Goal of the exercise: Your answer is the lines from the one that has "For each instance of the dark background, drop" through the last line of the records below, retyped exactly and alone.

Input data:
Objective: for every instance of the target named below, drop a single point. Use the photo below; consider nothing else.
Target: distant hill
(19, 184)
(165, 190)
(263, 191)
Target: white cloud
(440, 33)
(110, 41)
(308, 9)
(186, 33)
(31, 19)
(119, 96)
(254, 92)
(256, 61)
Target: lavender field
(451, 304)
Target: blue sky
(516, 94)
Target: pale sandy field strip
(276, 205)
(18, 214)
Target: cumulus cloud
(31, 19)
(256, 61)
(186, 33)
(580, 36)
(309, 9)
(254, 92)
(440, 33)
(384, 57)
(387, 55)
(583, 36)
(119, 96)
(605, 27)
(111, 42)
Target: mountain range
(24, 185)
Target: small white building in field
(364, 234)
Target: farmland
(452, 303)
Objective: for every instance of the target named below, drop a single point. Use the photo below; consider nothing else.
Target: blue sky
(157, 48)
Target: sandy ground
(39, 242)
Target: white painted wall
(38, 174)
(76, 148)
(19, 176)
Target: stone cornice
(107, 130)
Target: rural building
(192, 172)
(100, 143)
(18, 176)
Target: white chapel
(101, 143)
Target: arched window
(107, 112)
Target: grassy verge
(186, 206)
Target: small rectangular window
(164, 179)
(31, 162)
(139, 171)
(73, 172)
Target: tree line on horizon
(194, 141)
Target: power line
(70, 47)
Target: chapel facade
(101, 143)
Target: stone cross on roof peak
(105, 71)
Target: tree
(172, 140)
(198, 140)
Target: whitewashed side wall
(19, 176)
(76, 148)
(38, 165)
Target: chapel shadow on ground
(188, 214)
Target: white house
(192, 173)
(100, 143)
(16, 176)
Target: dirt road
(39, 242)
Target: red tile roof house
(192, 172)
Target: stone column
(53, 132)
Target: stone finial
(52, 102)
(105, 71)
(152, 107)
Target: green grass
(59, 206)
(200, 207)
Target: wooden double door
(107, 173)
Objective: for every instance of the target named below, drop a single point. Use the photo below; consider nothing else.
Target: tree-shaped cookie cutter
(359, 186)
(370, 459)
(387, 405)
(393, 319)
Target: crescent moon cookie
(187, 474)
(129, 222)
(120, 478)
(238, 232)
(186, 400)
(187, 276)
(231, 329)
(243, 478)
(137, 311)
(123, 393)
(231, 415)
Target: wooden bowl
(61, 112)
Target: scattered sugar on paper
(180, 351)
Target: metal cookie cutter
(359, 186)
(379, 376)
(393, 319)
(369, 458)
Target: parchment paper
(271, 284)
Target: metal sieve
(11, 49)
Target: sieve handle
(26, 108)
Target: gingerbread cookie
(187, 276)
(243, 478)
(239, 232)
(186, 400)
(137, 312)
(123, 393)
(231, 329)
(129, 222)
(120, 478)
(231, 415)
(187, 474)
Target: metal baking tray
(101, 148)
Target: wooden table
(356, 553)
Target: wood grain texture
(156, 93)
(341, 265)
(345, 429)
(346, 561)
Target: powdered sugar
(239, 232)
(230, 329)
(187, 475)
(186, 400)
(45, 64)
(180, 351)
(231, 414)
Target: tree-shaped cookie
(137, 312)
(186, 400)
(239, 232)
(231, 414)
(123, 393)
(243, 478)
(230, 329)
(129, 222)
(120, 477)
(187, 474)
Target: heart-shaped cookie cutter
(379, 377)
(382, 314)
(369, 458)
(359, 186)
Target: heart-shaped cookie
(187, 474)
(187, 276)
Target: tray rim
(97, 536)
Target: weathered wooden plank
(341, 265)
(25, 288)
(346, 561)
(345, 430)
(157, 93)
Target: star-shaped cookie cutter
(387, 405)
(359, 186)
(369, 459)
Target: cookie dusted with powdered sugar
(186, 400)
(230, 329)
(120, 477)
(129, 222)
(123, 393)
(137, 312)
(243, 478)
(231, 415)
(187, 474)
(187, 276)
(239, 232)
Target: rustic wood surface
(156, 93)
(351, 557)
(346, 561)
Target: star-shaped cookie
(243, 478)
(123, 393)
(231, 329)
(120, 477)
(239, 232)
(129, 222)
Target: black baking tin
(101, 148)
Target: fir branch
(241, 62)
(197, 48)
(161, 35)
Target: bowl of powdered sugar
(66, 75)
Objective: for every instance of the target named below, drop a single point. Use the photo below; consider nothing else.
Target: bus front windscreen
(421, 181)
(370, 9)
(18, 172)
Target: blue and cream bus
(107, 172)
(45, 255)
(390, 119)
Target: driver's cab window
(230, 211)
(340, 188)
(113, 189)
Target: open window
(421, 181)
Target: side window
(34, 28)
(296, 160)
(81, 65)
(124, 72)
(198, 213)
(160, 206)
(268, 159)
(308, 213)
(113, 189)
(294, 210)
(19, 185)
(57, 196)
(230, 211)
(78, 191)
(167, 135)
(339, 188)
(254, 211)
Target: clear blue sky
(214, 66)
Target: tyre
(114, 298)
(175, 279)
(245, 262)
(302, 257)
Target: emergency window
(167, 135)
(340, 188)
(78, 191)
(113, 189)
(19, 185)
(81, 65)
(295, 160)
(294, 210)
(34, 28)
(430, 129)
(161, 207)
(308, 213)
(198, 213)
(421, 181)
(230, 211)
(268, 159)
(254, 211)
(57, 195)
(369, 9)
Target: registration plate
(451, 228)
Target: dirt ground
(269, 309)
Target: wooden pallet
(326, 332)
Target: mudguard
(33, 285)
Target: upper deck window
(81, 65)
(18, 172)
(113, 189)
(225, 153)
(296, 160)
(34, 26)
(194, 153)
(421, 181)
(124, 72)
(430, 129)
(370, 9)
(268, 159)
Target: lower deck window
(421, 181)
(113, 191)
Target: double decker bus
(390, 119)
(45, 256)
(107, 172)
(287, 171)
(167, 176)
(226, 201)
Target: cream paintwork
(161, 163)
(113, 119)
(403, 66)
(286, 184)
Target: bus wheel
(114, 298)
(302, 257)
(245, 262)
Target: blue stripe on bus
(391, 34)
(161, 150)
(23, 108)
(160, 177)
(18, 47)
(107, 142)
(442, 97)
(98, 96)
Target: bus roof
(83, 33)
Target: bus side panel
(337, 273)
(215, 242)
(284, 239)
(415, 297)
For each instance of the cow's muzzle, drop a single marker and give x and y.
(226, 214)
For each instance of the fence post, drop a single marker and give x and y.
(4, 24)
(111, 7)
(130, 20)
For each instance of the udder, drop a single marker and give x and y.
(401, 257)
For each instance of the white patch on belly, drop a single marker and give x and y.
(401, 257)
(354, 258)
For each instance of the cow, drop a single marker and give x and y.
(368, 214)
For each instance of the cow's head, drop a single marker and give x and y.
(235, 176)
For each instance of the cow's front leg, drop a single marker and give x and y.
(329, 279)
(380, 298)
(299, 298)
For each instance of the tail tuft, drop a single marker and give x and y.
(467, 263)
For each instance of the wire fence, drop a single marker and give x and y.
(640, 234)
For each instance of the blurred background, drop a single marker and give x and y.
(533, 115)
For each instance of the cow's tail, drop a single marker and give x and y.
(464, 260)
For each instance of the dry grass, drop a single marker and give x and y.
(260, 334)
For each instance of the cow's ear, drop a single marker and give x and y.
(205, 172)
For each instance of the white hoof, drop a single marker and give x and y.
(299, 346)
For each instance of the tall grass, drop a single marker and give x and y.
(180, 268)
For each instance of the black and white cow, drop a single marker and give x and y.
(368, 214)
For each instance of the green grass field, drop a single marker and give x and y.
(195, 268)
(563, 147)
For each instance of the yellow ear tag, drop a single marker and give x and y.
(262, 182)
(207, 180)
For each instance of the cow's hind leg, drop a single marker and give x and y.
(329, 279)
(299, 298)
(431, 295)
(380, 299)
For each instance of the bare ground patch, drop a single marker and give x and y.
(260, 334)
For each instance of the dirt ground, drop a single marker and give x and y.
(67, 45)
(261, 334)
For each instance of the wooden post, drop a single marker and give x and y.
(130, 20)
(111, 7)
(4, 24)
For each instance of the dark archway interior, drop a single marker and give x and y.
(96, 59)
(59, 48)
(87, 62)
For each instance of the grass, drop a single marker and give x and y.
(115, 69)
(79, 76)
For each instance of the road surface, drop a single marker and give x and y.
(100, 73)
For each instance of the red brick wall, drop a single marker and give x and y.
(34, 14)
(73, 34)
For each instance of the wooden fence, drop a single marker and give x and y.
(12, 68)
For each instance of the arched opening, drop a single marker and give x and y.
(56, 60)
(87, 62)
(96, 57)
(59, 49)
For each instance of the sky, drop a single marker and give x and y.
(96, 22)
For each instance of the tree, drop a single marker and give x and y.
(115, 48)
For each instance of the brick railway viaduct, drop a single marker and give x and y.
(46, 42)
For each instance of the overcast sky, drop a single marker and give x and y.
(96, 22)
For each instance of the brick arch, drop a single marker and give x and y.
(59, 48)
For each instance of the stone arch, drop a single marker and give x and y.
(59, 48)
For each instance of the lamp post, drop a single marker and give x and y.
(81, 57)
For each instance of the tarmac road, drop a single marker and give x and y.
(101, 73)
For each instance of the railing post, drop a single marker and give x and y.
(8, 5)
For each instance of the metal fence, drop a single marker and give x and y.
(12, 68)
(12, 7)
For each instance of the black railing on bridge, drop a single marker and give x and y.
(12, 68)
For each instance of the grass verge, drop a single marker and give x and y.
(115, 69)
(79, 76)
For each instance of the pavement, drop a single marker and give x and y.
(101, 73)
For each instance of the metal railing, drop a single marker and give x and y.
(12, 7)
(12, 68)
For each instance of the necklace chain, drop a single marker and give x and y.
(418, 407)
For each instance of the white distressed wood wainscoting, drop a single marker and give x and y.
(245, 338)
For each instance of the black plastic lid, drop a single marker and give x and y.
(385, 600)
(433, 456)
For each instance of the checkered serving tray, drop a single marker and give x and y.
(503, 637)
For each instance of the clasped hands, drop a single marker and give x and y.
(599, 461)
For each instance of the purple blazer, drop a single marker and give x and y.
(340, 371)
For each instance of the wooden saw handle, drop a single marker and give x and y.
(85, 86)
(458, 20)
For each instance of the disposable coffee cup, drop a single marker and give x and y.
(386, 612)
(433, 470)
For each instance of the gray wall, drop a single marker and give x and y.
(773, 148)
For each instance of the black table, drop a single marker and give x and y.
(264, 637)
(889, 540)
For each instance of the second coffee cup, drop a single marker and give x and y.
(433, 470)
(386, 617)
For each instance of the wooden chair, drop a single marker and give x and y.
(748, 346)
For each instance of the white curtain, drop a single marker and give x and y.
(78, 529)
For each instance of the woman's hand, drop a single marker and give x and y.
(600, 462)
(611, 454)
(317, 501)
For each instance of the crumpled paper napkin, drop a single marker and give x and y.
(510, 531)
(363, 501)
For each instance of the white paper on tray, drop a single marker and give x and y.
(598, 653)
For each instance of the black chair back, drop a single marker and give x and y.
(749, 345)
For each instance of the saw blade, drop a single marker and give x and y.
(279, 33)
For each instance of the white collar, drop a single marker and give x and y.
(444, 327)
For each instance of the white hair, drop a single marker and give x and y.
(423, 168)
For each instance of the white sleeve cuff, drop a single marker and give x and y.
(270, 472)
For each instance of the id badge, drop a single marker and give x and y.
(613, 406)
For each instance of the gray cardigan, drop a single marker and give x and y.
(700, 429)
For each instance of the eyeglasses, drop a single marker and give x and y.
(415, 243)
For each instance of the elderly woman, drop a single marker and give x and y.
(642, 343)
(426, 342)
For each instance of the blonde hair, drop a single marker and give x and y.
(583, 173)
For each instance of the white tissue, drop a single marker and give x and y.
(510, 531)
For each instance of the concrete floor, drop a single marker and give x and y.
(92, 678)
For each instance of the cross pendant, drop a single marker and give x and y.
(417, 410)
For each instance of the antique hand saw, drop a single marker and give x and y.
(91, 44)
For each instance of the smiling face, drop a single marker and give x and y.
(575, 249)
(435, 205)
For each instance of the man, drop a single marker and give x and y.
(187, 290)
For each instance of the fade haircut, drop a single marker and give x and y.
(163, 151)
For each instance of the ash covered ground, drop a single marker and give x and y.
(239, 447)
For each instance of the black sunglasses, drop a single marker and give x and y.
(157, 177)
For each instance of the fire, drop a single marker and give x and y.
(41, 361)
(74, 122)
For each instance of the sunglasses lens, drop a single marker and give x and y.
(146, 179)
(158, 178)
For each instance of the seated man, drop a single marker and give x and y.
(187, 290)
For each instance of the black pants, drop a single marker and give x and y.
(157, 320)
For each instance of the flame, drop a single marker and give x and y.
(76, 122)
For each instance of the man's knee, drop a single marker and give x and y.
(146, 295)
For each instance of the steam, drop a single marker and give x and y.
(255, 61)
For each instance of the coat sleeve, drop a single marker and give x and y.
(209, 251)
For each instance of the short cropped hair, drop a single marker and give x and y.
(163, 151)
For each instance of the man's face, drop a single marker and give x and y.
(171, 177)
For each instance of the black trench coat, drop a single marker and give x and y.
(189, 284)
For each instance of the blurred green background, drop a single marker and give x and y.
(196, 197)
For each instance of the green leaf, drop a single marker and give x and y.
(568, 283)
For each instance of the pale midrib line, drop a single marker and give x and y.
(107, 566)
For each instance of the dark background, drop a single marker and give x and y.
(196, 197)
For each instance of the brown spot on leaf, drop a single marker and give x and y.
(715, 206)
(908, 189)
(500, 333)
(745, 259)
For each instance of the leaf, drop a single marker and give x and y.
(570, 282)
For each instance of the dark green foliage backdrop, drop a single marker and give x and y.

Answer to this task:
For each instance of the dark background, drop a single marker and give x and y.
(196, 197)
For each instance of the brown spot on leaf, drop a single marker and give x and y.
(715, 206)
(908, 189)
(500, 333)
(745, 259)
For each instance of the leaf, drop a single marker and give x and y.
(570, 282)
For each instance of the dark green foliage backdrop, drop a single marker and give x and y.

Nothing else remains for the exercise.